_EXCERPT PROVIDED_

· · ·

LeetCode 1723 - Find Minimum Time to Finish All Jobs
This problem is asking us to assign a set of jobs, each with a specific time requirement, to k workers such that every job is assigned to exactly one worker, and we minimize the maximum total working time among all workers.
Difficulty: 🔴 Hard
Topics: Array, Dynamic Programming, Backtracking, Bit Manipulation, Bitmask
Solution
Problem Understanding
This problem is asking us to assign a set of jobs, each with a specific time requirement, to k workers such that every job is assigned to exactly one worker, and we minimize the maximum total working time among all workers. The input jobs is an integer array where jobs[i] represents the time needed to complete the i-th job. The integer k specifies the number of workers available. The output is a single integer representing the minimum possible value of the largest workload assigned to any worker.
The constraints provide important information: the number of jobs n is at most 12, and each job can take up to 10^7 units of time. The small value of n hints that exponential approaches (like backtracking with pruning) are feasible. Key edge cases include scenarios where k equals n (each worker can take exactly one job) or where k is 1 (all jobs must go to a single worker). The problem guarantees at least one worker and at least one job, so we do not need to handle empty inputs.

· · ·

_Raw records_

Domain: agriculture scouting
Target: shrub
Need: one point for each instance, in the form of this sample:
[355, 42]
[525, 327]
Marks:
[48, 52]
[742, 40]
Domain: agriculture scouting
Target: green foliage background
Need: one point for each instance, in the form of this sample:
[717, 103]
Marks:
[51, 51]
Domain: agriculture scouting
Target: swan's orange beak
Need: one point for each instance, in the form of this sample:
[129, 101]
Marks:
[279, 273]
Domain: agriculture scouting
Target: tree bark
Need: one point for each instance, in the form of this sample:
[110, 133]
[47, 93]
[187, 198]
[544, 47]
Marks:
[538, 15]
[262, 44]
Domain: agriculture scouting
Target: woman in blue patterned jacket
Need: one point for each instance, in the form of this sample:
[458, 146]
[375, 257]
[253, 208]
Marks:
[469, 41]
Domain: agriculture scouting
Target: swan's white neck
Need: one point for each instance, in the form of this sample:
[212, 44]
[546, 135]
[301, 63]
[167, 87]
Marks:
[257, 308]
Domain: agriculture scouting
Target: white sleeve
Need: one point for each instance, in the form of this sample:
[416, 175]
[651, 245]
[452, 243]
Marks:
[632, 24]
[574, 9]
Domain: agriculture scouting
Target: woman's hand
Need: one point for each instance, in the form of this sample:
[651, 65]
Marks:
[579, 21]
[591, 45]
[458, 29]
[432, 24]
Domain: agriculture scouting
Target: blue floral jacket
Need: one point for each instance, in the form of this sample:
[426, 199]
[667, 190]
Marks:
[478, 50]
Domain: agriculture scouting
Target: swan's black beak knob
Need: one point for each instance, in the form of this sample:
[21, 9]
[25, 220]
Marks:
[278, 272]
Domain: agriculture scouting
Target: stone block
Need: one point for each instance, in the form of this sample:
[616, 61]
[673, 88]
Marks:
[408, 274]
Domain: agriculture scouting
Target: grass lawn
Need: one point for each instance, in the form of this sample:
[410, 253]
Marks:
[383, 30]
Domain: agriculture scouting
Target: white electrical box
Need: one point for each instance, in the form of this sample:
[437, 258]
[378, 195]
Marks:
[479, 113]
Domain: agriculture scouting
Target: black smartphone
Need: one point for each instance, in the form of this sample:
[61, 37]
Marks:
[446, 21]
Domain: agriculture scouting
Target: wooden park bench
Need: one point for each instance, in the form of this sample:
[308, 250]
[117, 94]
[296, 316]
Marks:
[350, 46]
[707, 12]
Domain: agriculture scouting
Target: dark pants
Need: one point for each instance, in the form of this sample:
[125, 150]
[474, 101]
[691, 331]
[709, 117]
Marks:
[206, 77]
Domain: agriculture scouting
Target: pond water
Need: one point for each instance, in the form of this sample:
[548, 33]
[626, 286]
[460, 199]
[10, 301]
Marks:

· · ·

_WORK INSTRUCTIONS_
1/ Answer these questions from the LeetCode 1723 write-up:
(a) Which difficulty level is the problem given?
(b) What is the largest number of jobs the constraints allow?
(c) What does the single output integer represent?
2/ Pick up the LeetCode 1723 write-up on job assignment after its final sentence and keep writing it.

_OUTPUTS FOR THE TASKS_
1/
(a) Hard.
(b) 12.
(c) The minimum possible value of the largest workload assigned to any worker.

2/
The challenge is that naive approaches of trying every possible assignment explode combinatorially. We need a strategy that efficiently explores the space of assignments while pruning infeasible or suboptimal solutions.
Approaches
The brute-force approach would attempt all possible distributions of jobs among workers. Since each job can go to any worker, there are k^n possible assignments. For each assignment, we would compute the maximum working time and keep track of the smallest maximum. While correct, this approach is infeasible even for n = 12 and k = 4, as it requires examining millions of possibilities.
The key insight for an optimal solution is that we can use backtracking with pruning combined with binary search on the answer. The maximum working time must lie between the largest single job time and the sum of all job times. We can perform a binary search on this range and, for each candidate maximum time, check whether it is possible to assign jobs to workers without exceeding this limit. The checking can be done via a recursive backtracking algorithm that attempts to assign jobs one by one, skipping assignments that would exceed the candidate limit. This reduces the search space dramatically.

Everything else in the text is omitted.